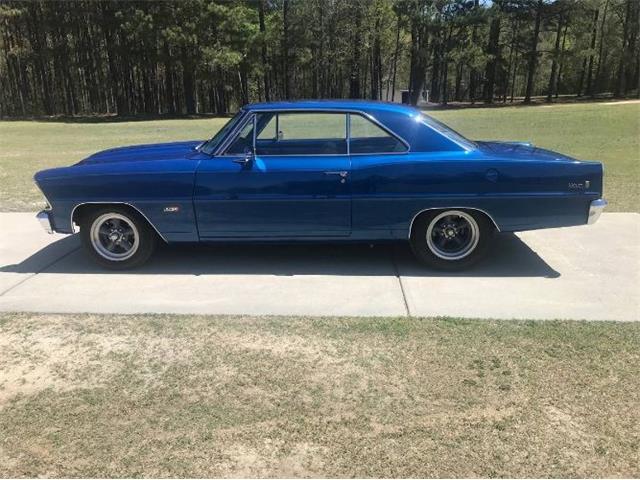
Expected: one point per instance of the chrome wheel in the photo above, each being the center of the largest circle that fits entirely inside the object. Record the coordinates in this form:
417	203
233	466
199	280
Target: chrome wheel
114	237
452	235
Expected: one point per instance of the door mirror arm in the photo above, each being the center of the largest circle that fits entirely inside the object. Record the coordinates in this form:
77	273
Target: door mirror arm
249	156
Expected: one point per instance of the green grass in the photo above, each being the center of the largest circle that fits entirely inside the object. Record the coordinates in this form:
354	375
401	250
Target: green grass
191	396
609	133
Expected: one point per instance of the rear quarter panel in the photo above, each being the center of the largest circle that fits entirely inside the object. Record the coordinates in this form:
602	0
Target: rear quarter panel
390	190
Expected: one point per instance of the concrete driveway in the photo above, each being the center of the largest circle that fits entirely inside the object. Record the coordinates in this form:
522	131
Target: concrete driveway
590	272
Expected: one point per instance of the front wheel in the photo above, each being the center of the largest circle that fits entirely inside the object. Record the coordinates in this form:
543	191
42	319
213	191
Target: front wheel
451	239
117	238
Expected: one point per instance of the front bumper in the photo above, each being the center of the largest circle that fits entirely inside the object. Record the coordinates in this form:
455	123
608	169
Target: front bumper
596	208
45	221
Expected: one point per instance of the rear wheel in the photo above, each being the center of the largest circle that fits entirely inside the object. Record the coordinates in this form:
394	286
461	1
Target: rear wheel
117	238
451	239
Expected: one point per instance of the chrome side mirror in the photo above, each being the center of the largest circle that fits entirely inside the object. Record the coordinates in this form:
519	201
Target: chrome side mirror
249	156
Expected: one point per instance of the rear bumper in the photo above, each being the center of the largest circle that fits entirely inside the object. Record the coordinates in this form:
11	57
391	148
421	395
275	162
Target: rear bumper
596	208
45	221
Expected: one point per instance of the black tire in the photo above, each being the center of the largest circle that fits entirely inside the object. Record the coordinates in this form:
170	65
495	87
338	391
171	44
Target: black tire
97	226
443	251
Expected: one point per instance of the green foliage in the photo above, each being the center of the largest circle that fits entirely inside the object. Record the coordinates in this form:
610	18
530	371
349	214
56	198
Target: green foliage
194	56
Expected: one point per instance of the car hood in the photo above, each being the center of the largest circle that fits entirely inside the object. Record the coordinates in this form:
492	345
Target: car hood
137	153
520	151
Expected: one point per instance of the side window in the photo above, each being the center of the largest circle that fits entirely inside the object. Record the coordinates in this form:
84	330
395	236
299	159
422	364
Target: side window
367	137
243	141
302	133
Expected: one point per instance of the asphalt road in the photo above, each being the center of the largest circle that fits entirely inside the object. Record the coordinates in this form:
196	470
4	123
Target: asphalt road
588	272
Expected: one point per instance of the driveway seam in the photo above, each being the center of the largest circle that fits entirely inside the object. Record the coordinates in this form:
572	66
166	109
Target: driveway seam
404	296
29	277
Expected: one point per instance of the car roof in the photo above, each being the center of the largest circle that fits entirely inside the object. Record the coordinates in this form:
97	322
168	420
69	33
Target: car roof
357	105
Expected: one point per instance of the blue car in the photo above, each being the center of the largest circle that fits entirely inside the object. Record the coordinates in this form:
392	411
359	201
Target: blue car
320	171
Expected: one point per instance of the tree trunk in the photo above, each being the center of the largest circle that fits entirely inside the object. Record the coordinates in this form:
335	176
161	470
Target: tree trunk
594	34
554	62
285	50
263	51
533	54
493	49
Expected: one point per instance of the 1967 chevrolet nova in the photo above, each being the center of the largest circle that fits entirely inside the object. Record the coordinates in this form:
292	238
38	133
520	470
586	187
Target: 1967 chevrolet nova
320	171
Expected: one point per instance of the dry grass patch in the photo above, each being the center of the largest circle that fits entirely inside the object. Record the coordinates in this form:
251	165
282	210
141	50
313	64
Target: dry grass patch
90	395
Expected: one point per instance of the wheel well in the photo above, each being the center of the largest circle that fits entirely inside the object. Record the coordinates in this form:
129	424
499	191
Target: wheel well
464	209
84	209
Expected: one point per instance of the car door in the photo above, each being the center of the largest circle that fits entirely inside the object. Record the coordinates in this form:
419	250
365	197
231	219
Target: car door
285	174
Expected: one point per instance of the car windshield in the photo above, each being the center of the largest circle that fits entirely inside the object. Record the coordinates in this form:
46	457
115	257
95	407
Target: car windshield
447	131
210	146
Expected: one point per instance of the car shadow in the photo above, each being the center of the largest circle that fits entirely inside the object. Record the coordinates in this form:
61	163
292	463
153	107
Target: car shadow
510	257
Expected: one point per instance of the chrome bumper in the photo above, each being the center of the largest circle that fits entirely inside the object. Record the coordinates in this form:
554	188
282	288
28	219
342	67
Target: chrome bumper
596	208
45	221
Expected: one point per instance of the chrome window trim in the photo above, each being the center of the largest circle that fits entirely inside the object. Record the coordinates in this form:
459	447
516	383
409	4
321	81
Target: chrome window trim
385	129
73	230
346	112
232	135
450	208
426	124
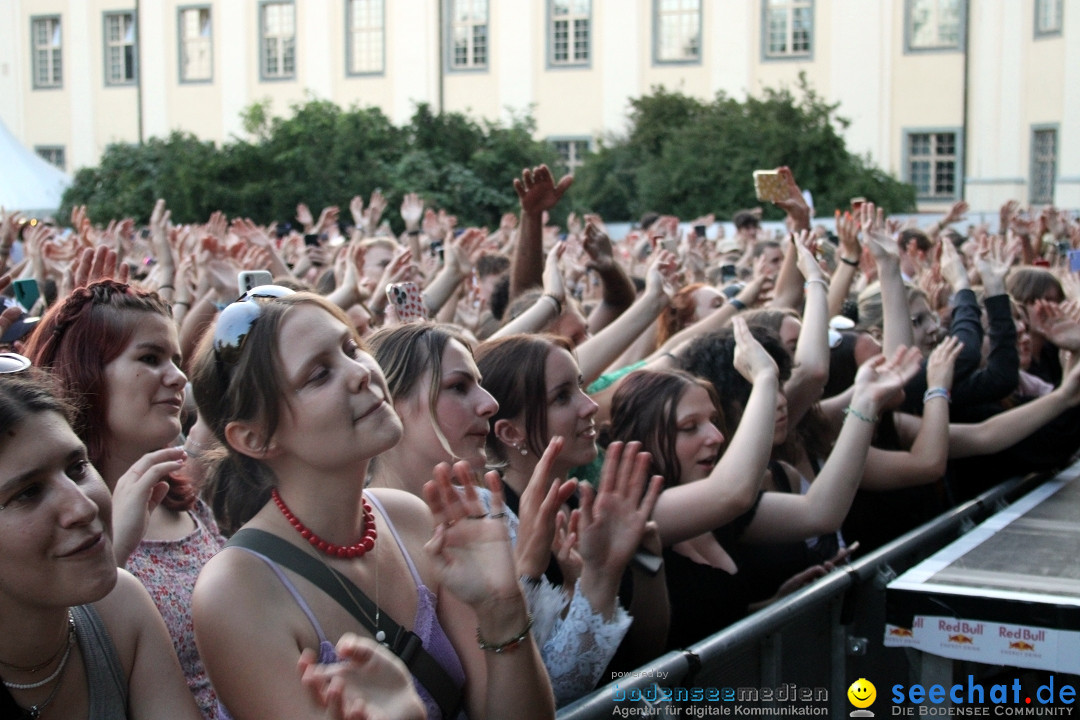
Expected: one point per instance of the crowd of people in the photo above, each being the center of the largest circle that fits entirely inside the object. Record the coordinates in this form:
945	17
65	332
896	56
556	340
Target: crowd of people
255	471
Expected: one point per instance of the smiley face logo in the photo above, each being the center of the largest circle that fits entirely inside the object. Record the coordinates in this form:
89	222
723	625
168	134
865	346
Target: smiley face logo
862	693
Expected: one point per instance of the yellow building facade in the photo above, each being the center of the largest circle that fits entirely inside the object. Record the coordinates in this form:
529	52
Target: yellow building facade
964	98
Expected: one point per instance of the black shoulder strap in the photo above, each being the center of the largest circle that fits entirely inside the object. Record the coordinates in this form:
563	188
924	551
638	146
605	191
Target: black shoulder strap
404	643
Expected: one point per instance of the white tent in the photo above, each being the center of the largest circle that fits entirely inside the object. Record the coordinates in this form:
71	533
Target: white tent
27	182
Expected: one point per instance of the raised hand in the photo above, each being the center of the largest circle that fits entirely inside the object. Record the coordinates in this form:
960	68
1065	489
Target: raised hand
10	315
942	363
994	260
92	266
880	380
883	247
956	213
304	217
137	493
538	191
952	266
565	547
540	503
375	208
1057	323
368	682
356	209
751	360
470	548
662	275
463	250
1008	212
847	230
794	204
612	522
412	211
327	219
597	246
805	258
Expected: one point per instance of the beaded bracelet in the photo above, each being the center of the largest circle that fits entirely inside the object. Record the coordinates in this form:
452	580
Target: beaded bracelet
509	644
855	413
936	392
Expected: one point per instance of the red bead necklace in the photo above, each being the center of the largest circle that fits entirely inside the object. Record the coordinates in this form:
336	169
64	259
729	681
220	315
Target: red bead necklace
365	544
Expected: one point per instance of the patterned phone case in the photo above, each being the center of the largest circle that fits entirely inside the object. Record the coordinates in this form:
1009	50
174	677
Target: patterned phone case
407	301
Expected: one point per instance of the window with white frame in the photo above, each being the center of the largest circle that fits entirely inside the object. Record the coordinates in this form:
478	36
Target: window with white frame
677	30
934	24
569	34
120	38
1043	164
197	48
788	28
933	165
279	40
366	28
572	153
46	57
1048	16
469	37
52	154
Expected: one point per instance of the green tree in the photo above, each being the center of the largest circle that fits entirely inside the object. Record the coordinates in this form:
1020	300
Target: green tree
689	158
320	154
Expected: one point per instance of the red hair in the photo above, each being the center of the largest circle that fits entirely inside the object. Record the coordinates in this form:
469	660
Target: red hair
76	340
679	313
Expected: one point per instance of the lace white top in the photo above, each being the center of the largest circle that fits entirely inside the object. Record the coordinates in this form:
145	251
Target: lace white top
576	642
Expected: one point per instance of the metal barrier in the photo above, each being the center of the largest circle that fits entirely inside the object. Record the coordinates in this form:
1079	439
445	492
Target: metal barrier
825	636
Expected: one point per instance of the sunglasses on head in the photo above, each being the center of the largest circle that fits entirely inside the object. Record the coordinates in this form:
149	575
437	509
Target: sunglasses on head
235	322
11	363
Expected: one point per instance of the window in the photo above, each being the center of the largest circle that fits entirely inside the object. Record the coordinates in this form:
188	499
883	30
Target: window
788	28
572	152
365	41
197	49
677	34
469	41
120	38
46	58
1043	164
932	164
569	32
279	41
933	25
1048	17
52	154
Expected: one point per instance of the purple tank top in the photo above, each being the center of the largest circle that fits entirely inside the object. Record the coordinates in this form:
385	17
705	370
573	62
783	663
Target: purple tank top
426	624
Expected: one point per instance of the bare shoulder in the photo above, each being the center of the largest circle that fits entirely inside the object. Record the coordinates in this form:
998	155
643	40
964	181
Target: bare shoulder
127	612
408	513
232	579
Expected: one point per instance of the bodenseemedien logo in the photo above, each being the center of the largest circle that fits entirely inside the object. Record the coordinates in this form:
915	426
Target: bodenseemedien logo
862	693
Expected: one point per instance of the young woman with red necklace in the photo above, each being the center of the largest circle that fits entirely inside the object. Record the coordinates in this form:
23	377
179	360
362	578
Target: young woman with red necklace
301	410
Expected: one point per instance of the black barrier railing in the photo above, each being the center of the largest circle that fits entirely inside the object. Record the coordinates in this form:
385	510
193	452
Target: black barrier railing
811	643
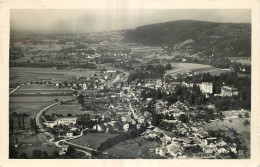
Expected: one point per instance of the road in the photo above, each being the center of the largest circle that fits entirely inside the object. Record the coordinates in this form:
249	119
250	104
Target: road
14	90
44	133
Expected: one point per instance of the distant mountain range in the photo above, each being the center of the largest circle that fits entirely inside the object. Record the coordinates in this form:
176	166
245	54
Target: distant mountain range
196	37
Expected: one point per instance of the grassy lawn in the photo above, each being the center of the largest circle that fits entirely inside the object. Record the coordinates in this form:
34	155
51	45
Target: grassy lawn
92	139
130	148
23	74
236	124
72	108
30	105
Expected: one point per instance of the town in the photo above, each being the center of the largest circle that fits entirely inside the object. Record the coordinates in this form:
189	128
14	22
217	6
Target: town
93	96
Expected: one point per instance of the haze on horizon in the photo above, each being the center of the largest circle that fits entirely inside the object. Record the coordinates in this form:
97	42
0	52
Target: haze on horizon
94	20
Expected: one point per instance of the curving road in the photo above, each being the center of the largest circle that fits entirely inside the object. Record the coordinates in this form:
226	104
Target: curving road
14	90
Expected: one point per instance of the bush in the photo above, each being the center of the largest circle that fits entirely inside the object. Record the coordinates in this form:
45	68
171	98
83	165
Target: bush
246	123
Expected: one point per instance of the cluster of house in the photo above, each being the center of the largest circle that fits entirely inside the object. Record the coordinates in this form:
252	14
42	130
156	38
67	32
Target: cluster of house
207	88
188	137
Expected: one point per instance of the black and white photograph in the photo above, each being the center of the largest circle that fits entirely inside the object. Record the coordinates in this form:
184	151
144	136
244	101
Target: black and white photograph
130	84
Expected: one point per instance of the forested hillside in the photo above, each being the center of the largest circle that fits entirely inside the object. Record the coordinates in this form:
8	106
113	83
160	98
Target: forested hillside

· · · · ·

Every line above that includes the word "hillside" should be listed.

**Solution to this problem**
Expected: one point per instance of the forested hillside in the photo above, each being the center of the largest circle that fits entirely inside the object. Record the coordinates in this form:
Target: forested hillside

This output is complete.